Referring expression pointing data
═══

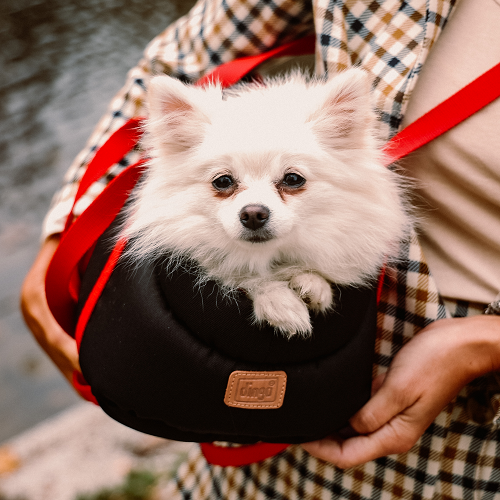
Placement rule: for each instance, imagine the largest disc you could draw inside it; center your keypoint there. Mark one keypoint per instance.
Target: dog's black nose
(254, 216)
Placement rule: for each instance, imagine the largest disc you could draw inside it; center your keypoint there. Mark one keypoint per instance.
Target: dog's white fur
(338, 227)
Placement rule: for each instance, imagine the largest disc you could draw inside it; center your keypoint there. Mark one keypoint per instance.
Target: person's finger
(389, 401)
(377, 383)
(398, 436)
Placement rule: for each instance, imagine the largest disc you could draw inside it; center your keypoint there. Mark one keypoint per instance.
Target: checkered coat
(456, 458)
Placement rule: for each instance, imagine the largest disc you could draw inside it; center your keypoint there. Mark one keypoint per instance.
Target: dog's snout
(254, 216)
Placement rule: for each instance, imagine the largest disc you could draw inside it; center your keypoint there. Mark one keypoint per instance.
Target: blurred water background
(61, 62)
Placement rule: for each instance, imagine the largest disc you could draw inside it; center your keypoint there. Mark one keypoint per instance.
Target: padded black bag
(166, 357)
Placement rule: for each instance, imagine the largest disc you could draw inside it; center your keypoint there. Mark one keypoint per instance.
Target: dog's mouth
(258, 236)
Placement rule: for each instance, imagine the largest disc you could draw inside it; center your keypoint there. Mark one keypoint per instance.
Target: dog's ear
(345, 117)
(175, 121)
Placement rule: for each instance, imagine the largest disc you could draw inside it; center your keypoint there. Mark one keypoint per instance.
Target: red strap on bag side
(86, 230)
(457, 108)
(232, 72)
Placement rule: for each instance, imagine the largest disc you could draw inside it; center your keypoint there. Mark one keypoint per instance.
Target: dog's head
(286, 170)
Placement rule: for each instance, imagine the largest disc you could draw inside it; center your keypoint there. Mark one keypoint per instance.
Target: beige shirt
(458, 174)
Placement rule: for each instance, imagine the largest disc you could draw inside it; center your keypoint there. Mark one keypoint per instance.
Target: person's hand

═══

Exercise objective >> When you copy the entries, keep every word exactly as it stands and drop any pictures.

Task solution >>
Placement rule: for each instance, imagine the largest disc you could draw inside it; center your keypoint there. Mark one keypoint per instance.
Target: dog's black nose
(254, 216)
Placement rule: for each instance, imagine the largest disc you could draw inside it; center your keypoint there. Mark one keypoint per instance.
Target: dog's white fur
(338, 227)
Placement rule: for each instance, imagine the largest disc you could draw inside it; center your keypoint there. Mark one keypoint per instance.
Target: person's finger
(389, 401)
(377, 383)
(398, 436)
Placement rule: for each instance, imagine the largest disc you could draw inside it; center your keypoint there. Mark one keypoint per instance.
Target: checkered coat
(456, 458)
Placement rule: for each instance, imagine the largest disc you could draw inside it; center your keypoint there. Mark one keypoint per instance.
Target: dog's snout
(254, 216)
Placement rule: for each instance, imagine the largest disc you could draw inside it; center your keypoint there. Mark one keypoint per instance.
Target: blurred water background
(61, 62)
Placement rule: for each instance, imagine the largest disc you could draw inside it; center your keypoint there. Mark one keypoint per instance.
Target: padded black bag
(166, 357)
Placement rule: for each instance, imagine the largest disc you could draw inside it; center your keypoint there. Mark one keypoint per instance.
Target: dog's mouth
(258, 236)
Placement rule: for each instance, imagine the largest disc you could draw inside it; center your keypoint there. Mark one keypoint per instance.
Target: dog's ear
(345, 117)
(175, 121)
Placement rule: for each instance, imagine the largest disc you could draw inside it; center your keypoint there. Mark one keypoint per instance.
Target: red strap on bag side
(86, 230)
(457, 108)
(232, 72)
Placement rule: for each instance, imagine the largest disc you could draw inside it; center your keypoint there. Mark one keypoint per instance.
Target: dog's head
(286, 170)
Placement rule: for each instance, imagine the largest disc you could draw inside it; center your keypoint there. Mark one keypoint per instance.
Target: beige shirt
(458, 174)
Placement rule: for each instance, imagine the largest disc you could draw inside it; center your keypoint there. Mark one keypoint per instance.
Target: person's hand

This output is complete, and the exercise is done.